▶ **WRITTEN TASK**
Quote the passage on US adult food consumption trends word for word, starting with "From 1999–2000 to" and going on through "consumption was evident.".

▶ **EXTRACT**
While total fruit consumption was stable, whole fruit increased by 25.7% (+0.15 servings/d), while 100% fruit juice decreased by 25.9% (−0.11 servings/d) (Figure 1). Similarly, while no change was evident in total vegetables, consumption of dark-green leafy vegetables (e.g., kale/broccoli) and red/orange vegetables (e.g., carrot/red pepper) increased by 34.9% and 22.8% respectively (0.04 and 0.02 servings/d), while consumption of white potatoes (including fried potatoes) decreased by 17.2% (0.07 servings/d). Excluding starchy vegetables (e.g., potatoes, corn, peas), vegetable consumption increased non-significantly by 9.1%, or 0.10 servings/d (P-trend=0.056).
Figure 1.
Trends in mean consumption of fruits (Panel A), vegetables (Panel B), grains (Panel C), and nuts/seeds, legumes and eggs (Panel D) among US adults, based on NHANES data from 1999 to 2012. All values energy-adjusted to 2000 kcal/d using the residual method. Serving sizes: fruits, vegetables, legumes: 1 cup; grains, nuts/seeds, eggs: 1-oz equivalents.
From 1999–2000 to 2011–2012, whole-grain consumption increased by 77.0% (from 0.56 to 1.00 servings/d), while refined grain consumption slightly declined from 5.49 to 5.32 servings/d (Figure 1). Nut consumption increased by almost 60% (+0.25 servings/d), and egg consumption by 16.0% (+0.07 servings/d). No change in legume consumption was evident.
Among meats, intakes of both unprocessed red and processed meats were stable, while intake of poultry increased by 9.8% (0.37 to 0.41 servings/d) (Figure 2). Seafood consumption increased by 16.0% (0.16 to 0.19 servings/d), largely due to greater intake of white fish/shellfish lower in omega-3’s (<500 mg per 3 oz).
Figure 2.

▶ **DATASET**
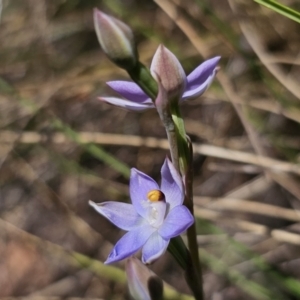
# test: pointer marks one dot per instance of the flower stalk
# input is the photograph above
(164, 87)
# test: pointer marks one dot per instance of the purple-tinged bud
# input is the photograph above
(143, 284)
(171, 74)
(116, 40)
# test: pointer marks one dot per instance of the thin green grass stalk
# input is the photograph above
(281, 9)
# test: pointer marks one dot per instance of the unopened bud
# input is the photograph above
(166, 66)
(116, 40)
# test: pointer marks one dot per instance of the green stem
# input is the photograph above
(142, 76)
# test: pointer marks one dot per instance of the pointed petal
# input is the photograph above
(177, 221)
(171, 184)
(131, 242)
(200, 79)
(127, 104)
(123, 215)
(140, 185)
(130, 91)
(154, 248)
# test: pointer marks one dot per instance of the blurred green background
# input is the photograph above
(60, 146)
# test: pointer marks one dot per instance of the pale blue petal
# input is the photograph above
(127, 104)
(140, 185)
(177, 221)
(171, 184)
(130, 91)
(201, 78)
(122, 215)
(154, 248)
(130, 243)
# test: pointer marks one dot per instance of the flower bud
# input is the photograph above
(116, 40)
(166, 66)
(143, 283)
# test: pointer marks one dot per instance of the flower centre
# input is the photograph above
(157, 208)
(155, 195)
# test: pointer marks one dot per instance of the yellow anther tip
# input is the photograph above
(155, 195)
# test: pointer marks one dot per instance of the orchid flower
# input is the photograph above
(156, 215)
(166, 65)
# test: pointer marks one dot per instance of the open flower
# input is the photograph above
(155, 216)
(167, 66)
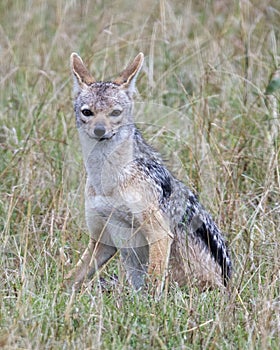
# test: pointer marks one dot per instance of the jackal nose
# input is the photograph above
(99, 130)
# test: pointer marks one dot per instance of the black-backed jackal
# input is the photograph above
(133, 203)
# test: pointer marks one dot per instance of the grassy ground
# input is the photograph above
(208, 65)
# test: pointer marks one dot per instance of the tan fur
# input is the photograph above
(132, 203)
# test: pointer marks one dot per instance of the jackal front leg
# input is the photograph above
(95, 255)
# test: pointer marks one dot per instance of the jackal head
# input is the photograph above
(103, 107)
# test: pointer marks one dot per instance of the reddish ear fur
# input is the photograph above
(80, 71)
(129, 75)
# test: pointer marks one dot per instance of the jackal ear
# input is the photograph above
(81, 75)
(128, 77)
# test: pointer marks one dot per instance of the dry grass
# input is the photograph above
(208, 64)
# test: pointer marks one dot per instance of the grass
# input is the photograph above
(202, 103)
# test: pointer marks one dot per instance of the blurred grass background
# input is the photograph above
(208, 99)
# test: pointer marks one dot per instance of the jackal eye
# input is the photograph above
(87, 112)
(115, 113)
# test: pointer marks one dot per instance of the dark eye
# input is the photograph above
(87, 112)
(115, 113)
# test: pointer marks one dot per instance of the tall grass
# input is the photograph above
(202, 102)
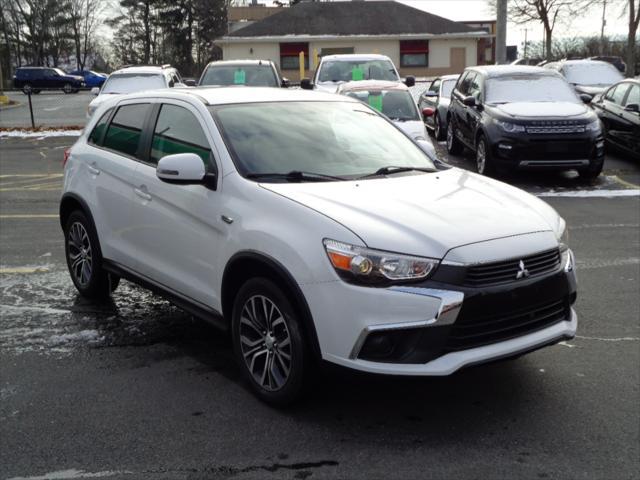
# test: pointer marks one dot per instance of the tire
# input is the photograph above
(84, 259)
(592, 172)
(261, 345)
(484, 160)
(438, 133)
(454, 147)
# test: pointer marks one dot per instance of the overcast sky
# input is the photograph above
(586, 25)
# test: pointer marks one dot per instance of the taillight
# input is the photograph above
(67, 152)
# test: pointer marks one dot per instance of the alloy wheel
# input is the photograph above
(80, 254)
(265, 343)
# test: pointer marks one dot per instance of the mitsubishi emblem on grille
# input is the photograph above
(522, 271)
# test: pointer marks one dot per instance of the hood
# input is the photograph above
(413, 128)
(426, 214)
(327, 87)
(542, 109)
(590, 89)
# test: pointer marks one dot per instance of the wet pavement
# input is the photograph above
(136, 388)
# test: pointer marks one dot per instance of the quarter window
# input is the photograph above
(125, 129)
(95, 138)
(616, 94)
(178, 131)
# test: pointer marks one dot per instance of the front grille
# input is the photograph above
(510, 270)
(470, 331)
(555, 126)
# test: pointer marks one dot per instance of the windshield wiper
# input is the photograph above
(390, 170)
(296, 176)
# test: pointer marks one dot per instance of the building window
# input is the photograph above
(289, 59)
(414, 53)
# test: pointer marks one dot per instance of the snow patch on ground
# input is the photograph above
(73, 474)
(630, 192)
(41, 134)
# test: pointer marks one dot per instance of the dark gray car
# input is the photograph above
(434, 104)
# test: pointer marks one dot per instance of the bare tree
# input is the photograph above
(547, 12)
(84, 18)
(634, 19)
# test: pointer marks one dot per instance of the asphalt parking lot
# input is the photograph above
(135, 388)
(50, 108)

--

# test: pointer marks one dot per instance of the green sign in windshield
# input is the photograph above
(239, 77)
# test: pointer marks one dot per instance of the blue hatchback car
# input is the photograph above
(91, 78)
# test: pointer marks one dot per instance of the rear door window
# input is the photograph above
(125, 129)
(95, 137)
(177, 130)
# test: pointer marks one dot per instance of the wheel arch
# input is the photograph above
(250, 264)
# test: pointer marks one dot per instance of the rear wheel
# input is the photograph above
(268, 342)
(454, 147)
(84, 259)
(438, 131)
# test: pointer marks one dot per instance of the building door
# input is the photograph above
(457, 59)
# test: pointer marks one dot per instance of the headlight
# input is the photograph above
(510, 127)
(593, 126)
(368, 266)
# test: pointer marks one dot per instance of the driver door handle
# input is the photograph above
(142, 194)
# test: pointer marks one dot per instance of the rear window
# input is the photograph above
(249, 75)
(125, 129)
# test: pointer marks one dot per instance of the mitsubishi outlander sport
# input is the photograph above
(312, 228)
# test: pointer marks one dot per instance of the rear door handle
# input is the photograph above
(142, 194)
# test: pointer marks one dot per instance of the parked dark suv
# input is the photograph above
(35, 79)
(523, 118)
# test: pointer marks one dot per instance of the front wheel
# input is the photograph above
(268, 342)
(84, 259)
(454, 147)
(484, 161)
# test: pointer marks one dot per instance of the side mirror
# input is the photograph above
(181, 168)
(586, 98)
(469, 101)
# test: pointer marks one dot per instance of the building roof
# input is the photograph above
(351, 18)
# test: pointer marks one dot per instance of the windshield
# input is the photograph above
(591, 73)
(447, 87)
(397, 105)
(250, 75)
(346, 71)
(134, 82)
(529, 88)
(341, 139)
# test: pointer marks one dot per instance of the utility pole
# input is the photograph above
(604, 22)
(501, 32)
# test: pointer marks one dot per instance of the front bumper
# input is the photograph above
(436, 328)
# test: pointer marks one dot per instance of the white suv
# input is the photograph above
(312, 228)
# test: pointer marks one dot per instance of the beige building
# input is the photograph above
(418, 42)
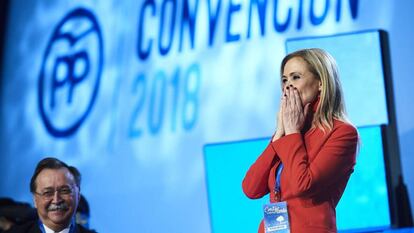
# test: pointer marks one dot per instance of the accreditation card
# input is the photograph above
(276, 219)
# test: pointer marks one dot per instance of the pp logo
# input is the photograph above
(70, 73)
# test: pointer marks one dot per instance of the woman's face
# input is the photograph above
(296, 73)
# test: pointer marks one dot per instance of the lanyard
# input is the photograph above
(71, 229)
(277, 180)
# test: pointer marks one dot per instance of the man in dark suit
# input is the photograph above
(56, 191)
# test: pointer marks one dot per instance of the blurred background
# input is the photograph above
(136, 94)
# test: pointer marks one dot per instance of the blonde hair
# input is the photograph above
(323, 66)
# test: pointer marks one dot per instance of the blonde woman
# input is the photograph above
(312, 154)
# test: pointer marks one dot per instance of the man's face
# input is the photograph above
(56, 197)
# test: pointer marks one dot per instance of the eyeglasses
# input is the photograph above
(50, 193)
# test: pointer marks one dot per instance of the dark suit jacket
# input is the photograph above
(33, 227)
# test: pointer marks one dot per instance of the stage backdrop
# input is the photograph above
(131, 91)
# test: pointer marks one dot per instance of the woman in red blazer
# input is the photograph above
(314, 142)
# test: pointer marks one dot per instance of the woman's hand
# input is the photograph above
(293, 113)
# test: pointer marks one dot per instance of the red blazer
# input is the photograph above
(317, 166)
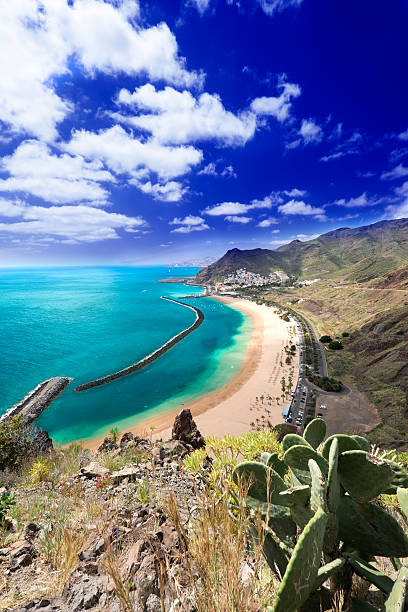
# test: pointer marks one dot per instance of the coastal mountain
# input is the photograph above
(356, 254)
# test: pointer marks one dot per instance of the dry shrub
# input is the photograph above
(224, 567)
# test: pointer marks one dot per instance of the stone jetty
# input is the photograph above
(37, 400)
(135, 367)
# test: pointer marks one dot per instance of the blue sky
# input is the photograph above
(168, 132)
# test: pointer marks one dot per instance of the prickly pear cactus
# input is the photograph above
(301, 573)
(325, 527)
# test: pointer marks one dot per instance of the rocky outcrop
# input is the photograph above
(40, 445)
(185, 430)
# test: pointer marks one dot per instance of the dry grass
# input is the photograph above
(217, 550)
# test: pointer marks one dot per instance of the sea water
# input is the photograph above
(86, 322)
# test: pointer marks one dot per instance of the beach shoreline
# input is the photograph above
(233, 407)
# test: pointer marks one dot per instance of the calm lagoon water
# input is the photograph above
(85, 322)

▶ **EXPECTED ANSWER**
From 1999–2000 to 2011–2012, whole-grain consumption increased by 77.0% (from 0.56 to 1.00 servings/d), while refined grain consumption slightly declined from 5.49 to 5.32 servings/d (Figure 1). Nut consumption increased by almost 60% (+0.25 servings/d), and egg consumption by 16.0% (+0.07 servings/d). No change in legume consumption was evident.